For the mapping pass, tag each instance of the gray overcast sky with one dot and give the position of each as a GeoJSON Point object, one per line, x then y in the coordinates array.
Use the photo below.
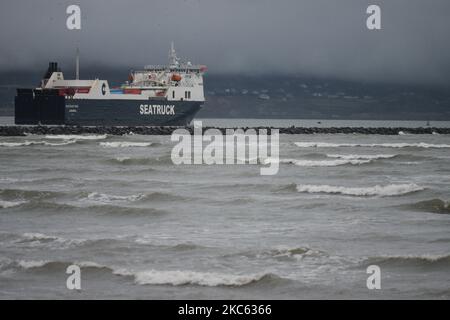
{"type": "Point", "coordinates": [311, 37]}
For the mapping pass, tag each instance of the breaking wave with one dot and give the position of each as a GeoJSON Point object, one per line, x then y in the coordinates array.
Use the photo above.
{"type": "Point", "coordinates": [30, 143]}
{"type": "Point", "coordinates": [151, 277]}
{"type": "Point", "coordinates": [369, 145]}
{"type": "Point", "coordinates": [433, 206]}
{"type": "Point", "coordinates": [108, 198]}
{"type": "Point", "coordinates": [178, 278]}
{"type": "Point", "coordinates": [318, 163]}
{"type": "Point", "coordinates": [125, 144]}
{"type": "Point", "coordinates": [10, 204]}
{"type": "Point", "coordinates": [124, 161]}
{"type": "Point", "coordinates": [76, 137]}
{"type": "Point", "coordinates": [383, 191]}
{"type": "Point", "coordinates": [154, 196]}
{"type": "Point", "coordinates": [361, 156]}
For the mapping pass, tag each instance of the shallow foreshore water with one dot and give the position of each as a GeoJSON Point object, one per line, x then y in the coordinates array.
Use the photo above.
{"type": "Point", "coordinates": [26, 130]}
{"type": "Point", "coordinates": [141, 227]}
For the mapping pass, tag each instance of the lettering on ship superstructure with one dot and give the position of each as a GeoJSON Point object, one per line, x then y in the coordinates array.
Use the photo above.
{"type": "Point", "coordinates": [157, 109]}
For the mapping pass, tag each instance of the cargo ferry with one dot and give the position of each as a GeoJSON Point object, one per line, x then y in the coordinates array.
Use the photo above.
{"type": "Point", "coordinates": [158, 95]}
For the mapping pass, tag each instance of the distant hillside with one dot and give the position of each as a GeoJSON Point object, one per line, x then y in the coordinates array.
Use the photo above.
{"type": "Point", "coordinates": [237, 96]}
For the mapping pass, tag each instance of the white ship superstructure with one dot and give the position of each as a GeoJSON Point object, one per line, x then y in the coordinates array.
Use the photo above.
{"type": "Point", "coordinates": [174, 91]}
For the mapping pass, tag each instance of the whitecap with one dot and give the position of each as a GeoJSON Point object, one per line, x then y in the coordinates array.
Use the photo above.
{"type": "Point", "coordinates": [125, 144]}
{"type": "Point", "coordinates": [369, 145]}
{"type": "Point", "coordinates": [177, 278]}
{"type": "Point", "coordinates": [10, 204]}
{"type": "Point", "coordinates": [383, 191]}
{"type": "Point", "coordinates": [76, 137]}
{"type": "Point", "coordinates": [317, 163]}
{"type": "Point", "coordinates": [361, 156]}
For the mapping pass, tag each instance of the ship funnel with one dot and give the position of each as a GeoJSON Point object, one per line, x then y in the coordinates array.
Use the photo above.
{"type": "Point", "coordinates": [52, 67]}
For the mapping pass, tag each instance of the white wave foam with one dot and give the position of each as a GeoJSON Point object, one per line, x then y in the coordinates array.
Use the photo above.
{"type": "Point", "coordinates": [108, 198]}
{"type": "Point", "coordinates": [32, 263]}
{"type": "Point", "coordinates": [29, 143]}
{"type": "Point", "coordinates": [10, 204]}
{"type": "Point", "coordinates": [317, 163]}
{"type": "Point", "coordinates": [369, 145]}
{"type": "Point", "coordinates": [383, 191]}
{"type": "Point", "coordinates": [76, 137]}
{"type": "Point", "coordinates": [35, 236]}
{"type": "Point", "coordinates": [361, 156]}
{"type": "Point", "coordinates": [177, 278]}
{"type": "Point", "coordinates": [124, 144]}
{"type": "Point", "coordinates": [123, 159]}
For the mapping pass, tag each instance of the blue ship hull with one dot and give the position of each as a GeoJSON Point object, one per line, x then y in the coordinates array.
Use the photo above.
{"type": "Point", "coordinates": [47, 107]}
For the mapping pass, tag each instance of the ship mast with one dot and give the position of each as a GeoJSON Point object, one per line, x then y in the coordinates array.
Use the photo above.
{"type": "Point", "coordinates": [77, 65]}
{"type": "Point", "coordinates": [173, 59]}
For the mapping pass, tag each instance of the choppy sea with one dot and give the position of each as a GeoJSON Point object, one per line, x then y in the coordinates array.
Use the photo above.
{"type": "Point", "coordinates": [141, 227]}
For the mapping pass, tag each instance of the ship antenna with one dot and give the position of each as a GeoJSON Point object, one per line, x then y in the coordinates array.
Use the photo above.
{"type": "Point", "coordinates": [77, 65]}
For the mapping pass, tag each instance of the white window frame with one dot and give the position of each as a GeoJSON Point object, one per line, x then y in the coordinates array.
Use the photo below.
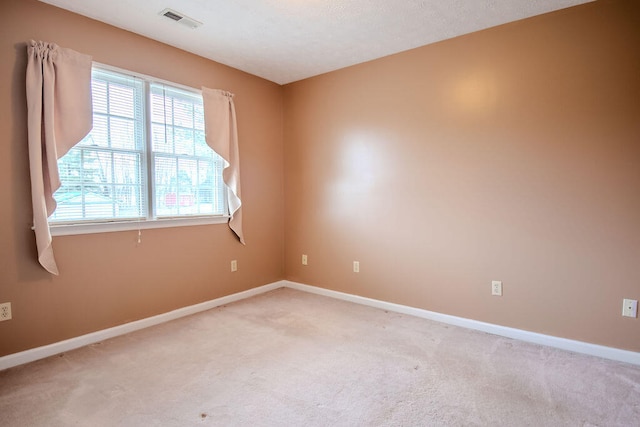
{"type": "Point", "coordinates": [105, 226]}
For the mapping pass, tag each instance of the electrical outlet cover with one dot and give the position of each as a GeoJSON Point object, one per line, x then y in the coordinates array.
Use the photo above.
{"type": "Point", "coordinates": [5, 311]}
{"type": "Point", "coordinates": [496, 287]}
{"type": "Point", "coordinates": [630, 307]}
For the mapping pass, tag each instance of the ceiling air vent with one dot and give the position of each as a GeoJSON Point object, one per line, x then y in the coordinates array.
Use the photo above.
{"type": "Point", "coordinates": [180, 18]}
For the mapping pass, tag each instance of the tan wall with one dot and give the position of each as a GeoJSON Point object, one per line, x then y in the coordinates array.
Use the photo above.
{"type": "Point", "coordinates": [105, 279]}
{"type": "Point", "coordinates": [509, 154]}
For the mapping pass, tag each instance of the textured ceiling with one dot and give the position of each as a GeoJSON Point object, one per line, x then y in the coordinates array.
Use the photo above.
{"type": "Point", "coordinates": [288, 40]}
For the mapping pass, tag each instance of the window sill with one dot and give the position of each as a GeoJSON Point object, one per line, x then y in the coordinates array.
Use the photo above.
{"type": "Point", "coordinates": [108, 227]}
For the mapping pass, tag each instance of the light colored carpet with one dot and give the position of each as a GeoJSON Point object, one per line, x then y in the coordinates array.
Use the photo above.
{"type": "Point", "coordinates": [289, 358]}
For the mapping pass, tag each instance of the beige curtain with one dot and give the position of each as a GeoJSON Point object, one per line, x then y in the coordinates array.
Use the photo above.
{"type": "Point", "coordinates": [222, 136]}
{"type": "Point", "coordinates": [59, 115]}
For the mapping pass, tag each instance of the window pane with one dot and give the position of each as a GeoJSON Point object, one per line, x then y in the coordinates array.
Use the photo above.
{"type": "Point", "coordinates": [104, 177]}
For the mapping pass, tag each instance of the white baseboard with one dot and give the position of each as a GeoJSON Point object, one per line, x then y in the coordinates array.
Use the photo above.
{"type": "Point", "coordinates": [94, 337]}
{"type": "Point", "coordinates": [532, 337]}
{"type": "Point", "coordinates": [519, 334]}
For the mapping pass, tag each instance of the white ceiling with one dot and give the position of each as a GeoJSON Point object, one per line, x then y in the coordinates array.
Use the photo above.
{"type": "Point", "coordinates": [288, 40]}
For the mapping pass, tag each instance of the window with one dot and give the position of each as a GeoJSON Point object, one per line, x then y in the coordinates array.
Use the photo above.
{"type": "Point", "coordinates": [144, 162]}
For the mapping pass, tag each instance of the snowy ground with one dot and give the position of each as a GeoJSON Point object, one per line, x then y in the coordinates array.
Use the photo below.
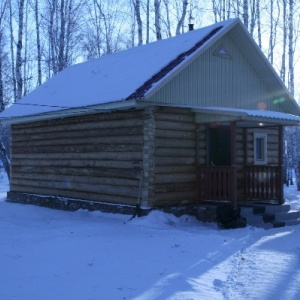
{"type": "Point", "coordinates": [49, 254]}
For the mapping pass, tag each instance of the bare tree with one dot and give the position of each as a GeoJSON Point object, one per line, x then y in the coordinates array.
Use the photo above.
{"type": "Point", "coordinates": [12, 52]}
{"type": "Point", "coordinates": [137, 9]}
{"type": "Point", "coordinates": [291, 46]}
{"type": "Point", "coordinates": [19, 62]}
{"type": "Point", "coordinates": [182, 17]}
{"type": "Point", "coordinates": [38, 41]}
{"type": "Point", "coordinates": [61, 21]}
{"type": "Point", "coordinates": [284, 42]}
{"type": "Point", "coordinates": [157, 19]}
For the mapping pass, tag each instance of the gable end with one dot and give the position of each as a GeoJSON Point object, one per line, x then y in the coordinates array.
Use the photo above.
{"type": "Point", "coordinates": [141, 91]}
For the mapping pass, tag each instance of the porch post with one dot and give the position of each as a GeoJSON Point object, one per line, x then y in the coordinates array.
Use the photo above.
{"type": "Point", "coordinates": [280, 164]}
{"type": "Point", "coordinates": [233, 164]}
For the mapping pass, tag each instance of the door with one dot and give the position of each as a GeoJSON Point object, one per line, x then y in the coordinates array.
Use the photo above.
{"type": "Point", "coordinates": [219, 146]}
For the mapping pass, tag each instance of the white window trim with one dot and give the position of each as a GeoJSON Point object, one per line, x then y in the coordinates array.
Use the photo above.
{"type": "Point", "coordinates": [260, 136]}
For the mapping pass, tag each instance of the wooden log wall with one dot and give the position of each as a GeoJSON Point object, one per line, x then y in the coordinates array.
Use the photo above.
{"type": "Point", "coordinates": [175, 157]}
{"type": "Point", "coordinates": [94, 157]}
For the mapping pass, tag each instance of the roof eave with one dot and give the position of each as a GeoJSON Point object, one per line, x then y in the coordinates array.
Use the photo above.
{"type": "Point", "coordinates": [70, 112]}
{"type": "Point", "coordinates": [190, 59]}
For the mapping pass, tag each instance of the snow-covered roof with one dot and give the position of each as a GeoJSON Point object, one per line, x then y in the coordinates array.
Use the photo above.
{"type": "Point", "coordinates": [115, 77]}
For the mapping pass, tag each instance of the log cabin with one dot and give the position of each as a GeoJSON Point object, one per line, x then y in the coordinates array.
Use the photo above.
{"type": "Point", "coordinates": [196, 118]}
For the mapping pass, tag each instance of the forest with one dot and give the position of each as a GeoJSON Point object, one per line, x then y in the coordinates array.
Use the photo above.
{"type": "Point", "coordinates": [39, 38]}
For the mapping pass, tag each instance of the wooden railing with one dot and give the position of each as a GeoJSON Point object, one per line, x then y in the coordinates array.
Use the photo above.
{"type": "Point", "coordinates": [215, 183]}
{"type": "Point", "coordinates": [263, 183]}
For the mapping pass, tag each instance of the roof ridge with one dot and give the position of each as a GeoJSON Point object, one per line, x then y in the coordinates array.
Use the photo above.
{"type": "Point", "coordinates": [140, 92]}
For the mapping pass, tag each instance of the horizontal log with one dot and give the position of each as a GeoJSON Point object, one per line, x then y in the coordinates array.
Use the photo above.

WHAT YOU WILL DO.
Reproduce the lines of the material from the one containing "For the mapping pass, tag each instance of the log" through the end, inclusive, switching every "mapping pass" to "annotation pass" and leaving everything else unchanged.

REPLY TO THE EXERCISE.
For the annotation pass, tag each instance of the log cabin with one dot and give the position of each as a GeoJSON Point object, one per line, x then y in the coordinates array.
Use the photo above.
{"type": "Point", "coordinates": [196, 118]}
For the annotation pass, tag each instance of the forest with one dot and give the position of each as a GeoJSON Point object, one per line, x then y in the coordinates array.
Use the photo above.
{"type": "Point", "coordinates": [39, 38]}
For the annotation pass, tag each instance of the wooden railing with one dot and give the position of each as a GeoJSON Point object, one per line, x then y in the coordinates array.
Use the photo above.
{"type": "Point", "coordinates": [215, 183]}
{"type": "Point", "coordinates": [263, 183]}
For the annotation pass, tag each instance of the roof ridge with one dot and give the position of each as a GeoJSON Point object, one per line, x then y in the coordinates array.
Use the photo above.
{"type": "Point", "coordinates": [140, 92]}
For the annotation pass, tag each instance of the horizontal log with one dot and give the position of each as a GeoJSON Point object, one per line, x then y in the coordinates array.
Use the photo above.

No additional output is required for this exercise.